*Requirements*:
Count the lines in the listing below that contain the string "arch". Give only the number.

::::

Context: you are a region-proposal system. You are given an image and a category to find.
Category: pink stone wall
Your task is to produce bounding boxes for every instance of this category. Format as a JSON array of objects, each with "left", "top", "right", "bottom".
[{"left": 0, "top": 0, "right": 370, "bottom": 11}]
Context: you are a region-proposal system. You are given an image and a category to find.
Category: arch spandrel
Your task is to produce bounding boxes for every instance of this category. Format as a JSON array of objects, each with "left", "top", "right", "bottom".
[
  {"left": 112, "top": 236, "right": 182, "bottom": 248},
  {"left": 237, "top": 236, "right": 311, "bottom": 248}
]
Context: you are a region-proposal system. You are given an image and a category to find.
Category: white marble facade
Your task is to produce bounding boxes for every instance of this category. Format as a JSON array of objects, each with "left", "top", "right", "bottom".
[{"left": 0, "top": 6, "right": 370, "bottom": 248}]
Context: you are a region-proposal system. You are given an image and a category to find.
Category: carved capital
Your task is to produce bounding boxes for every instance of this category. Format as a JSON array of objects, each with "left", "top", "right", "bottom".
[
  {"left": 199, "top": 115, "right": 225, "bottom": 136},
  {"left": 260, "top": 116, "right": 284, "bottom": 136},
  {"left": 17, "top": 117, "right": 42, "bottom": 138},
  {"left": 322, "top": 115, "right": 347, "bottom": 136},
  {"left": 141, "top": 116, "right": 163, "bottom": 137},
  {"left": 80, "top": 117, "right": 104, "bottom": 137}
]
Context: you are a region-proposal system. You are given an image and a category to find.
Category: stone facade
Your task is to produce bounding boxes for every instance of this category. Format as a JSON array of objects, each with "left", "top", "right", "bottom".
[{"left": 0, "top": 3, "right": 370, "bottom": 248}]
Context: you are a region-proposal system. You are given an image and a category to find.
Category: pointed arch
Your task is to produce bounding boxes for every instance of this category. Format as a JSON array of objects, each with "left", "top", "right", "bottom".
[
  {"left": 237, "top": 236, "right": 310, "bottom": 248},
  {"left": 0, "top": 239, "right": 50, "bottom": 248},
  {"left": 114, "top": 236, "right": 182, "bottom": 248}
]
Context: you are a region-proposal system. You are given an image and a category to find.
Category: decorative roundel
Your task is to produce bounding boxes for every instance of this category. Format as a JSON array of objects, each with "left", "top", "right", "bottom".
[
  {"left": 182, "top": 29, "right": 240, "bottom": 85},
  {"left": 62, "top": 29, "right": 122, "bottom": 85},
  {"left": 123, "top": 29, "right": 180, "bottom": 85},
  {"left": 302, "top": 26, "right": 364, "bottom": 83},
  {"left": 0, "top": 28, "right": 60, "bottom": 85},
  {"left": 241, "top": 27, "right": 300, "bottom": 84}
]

::::

*Result*:
2